**ACTIVITY:** Scan the data below. Pull out each line where "point" occurs.

**TASK INPUTS:**
- - - - -
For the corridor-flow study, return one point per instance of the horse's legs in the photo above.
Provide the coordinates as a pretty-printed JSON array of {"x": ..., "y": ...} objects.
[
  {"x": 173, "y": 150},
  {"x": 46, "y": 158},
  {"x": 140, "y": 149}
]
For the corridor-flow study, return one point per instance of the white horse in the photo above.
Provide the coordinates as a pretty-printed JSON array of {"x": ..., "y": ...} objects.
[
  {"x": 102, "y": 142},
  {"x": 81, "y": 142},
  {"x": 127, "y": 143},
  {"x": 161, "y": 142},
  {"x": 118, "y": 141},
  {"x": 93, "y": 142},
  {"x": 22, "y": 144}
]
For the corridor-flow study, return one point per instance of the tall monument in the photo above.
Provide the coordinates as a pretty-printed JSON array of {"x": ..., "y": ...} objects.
- - - - -
**SOLUTION FOR THIS EXERCISE:**
For the corridor-flow study, return one point per instance of the horse's legs in the photo above.
For the corridor-flow study, return one point per instance of the white horse in the photo above.
For the corridor-flow study, return one point per instance of the tall monument in the photo above.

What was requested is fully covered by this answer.